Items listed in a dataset
================
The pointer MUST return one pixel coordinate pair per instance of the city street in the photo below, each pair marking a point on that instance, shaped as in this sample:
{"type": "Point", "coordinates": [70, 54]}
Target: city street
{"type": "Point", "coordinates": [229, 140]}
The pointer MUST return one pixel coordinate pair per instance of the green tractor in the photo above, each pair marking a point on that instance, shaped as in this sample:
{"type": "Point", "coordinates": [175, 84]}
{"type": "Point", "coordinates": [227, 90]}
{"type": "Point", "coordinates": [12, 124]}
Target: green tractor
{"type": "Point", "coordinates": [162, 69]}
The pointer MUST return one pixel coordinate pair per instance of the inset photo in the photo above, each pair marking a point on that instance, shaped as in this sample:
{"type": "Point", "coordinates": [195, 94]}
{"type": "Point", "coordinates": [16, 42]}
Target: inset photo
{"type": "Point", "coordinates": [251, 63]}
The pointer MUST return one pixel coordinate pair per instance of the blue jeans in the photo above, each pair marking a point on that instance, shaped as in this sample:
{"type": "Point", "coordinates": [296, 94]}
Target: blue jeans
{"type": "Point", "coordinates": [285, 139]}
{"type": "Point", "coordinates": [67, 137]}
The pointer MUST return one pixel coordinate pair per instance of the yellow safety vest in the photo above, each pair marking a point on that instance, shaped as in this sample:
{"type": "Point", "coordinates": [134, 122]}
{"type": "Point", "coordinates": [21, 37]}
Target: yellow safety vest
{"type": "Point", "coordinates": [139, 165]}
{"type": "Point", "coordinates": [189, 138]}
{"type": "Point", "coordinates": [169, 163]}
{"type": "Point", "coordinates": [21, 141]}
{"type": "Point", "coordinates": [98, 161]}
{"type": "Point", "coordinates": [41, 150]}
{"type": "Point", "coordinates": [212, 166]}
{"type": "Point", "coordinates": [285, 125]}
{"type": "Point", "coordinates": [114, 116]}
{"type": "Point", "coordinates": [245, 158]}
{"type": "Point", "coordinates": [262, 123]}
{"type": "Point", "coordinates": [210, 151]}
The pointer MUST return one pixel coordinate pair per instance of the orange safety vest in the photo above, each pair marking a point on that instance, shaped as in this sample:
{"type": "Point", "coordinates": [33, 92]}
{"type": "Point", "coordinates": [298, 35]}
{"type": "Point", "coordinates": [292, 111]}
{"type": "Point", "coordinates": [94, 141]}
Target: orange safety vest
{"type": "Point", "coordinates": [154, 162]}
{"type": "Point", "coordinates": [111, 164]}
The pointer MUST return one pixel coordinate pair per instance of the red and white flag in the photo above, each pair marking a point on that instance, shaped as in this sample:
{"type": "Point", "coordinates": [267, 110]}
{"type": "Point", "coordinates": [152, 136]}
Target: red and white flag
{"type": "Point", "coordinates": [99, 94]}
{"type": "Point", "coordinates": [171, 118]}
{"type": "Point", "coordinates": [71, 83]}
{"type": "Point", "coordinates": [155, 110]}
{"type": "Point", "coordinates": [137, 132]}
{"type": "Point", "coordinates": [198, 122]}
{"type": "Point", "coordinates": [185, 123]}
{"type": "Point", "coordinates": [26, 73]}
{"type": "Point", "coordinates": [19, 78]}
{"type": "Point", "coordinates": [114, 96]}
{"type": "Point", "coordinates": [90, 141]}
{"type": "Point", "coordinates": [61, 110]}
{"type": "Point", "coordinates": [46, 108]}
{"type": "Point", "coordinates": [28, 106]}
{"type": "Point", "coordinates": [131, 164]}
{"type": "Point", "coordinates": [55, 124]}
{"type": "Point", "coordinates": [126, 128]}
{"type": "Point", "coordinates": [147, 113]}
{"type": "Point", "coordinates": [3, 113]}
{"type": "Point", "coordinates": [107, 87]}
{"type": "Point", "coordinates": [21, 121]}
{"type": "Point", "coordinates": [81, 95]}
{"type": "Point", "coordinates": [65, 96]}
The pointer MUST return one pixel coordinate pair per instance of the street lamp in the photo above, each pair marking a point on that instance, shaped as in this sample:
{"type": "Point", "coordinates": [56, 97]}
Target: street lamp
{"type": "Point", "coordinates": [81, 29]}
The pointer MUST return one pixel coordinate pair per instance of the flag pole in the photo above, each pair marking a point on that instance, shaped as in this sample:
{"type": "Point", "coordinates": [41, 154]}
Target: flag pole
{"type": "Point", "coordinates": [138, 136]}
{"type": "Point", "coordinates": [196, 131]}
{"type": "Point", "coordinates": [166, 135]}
================
§ WRITTEN REQUEST
Extract the listing in its entirety, matching it exactly.

§ EXERCISE SOLUTION
The pointer MUST return one pixel coordinate pair per instance of the city street in the photo below, each pair marking a point on that instance, shaped as in this sample:
{"type": "Point", "coordinates": [70, 54]}
Target: city street
{"type": "Point", "coordinates": [229, 140]}
The pointer MUST return one pixel coordinate pair per instance of the green tractor in the photo above, each pair marking a point on that instance, shaped as in this sample:
{"type": "Point", "coordinates": [175, 84]}
{"type": "Point", "coordinates": [227, 90]}
{"type": "Point", "coordinates": [12, 124]}
Target: green tractor
{"type": "Point", "coordinates": [162, 69]}
The pointer MUST return one pixel coordinate pair per instance of the inset photo in the photo above, each pair marking a point on that instance, shaped as in this sample:
{"type": "Point", "coordinates": [195, 94]}
{"type": "Point", "coordinates": [16, 42]}
Target: inset photo
{"type": "Point", "coordinates": [251, 63]}
The pointer MUST return one pixel coordinate pair per instance of the blue jeans in the photo above, each pair marking a point on that instance, shaped as in this sample:
{"type": "Point", "coordinates": [296, 94]}
Target: blue jeans
{"type": "Point", "coordinates": [285, 139]}
{"type": "Point", "coordinates": [67, 137]}
The pointer MUST return one pixel coordinate pair per instance of the yellow safety vest in the photo above, each pair marking a point on that instance, shaped as in this sample:
{"type": "Point", "coordinates": [134, 122]}
{"type": "Point", "coordinates": [21, 37]}
Target: yellow safety vest
{"type": "Point", "coordinates": [139, 165]}
{"type": "Point", "coordinates": [189, 138]}
{"type": "Point", "coordinates": [169, 163]}
{"type": "Point", "coordinates": [21, 141]}
{"type": "Point", "coordinates": [98, 161]}
{"type": "Point", "coordinates": [41, 150]}
{"type": "Point", "coordinates": [212, 166]}
{"type": "Point", "coordinates": [285, 125]}
{"type": "Point", "coordinates": [114, 116]}
{"type": "Point", "coordinates": [245, 158]}
{"type": "Point", "coordinates": [262, 123]}
{"type": "Point", "coordinates": [210, 151]}
The pointer MUST return one pixel coordinate pair per instance of the orange safety vest in the photo above, each pair marking a point on that instance, shaped as in this sample:
{"type": "Point", "coordinates": [33, 92]}
{"type": "Point", "coordinates": [298, 35]}
{"type": "Point", "coordinates": [292, 111]}
{"type": "Point", "coordinates": [94, 141]}
Target: orange safety vest
{"type": "Point", "coordinates": [154, 162]}
{"type": "Point", "coordinates": [111, 164]}
The pointer MUST return one pixel coordinate pair per instance of the red and white flag in the photo above, each pair marking a point on that instance, shaped as in this sample:
{"type": "Point", "coordinates": [267, 110]}
{"type": "Point", "coordinates": [152, 136]}
Target: red and white flag
{"type": "Point", "coordinates": [99, 94]}
{"type": "Point", "coordinates": [171, 118]}
{"type": "Point", "coordinates": [71, 83]}
{"type": "Point", "coordinates": [155, 110]}
{"type": "Point", "coordinates": [137, 132]}
{"type": "Point", "coordinates": [198, 122]}
{"type": "Point", "coordinates": [185, 123]}
{"type": "Point", "coordinates": [26, 73]}
{"type": "Point", "coordinates": [19, 78]}
{"type": "Point", "coordinates": [114, 96]}
{"type": "Point", "coordinates": [90, 141]}
{"type": "Point", "coordinates": [61, 110]}
{"type": "Point", "coordinates": [46, 108]}
{"type": "Point", "coordinates": [28, 106]}
{"type": "Point", "coordinates": [131, 164]}
{"type": "Point", "coordinates": [55, 124]}
{"type": "Point", "coordinates": [126, 128]}
{"type": "Point", "coordinates": [147, 113]}
{"type": "Point", "coordinates": [3, 113]}
{"type": "Point", "coordinates": [107, 87]}
{"type": "Point", "coordinates": [21, 121]}
{"type": "Point", "coordinates": [81, 95]}
{"type": "Point", "coordinates": [65, 96]}
The pointer MUST return one pixel coordinate pair per instance of the street lamp in the photo above, each pair marking a point on that instance, shaped as in this sample:
{"type": "Point", "coordinates": [56, 97]}
Target: street lamp
{"type": "Point", "coordinates": [81, 29]}
The pointer MUST return one pixel coordinate pair per instance of the flag pole in the photo above, each pair marking a point on that instance, shaped as in this sample:
{"type": "Point", "coordinates": [41, 154]}
Target: flag pole
{"type": "Point", "coordinates": [138, 136]}
{"type": "Point", "coordinates": [196, 131]}
{"type": "Point", "coordinates": [166, 135]}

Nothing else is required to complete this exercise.